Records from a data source
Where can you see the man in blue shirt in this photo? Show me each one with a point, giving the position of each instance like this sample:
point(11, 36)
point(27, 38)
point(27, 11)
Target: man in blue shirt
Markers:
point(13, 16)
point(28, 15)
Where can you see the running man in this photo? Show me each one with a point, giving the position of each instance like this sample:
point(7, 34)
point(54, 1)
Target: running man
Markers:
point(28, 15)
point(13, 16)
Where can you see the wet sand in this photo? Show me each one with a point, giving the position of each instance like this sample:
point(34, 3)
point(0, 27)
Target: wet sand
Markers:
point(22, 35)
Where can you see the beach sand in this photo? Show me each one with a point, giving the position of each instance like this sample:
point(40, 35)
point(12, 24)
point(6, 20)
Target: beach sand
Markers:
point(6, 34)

...

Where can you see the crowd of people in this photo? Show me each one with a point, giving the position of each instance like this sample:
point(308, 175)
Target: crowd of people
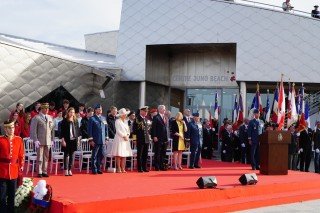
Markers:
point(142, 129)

### PROBLEM TO SOLVE
Reproduce the records from the line containing "Where can you see the man" through the line containing "point(6, 34)", swapping every "Target" for "Object" and leaving everything else unchanged.

### WRITTEN SOLUTION
Where can you see the man in blue shirt in this photo? Show me each one with a point, giving the position of each instance like this sample:
point(11, 36)
point(27, 38)
point(27, 11)
Object: man in blue shirt
Markers:
point(13, 16)
point(28, 15)
Where can you see the running man in this photo? Show me each one with a point, giving the position of each instance like this sample:
point(7, 34)
point(54, 1)
Object: running man
Markers:
point(28, 15)
point(13, 16)
Where can you see the wet sand in this photo? Show me each one with a point, giving the position of each instance like this sample:
point(34, 3)
point(0, 27)
Object: wet sand
Markers:
point(22, 35)
Where can you see the beach sand in this photo? Show me each one with a point, giving the position of each instance like this sample:
point(40, 35)
point(12, 24)
point(6, 20)
Object: beach sand
Markers:
point(6, 34)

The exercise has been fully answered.